◆ Exercise details ◆
Reproduce word for word the lines of the items below, from the line containing "Target: sand pile in basket" through the last line of the items, inclusive, and nothing else.

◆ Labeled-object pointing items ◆
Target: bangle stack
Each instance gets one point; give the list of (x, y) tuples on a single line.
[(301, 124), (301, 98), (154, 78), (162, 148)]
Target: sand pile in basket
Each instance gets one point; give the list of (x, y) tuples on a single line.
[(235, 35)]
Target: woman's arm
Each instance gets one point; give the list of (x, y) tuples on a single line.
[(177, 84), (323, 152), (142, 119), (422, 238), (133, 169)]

◆ Result of this task ◆
Target: sand pile in basket
Each instance gets one point; give the list of (x, y) tuples on a single line.
[(235, 35)]
Target: woman's arm
Each instance gets one point; give the list of (x, y) tuples on a single line.
[(177, 84), (323, 152), (142, 119), (422, 238), (133, 169)]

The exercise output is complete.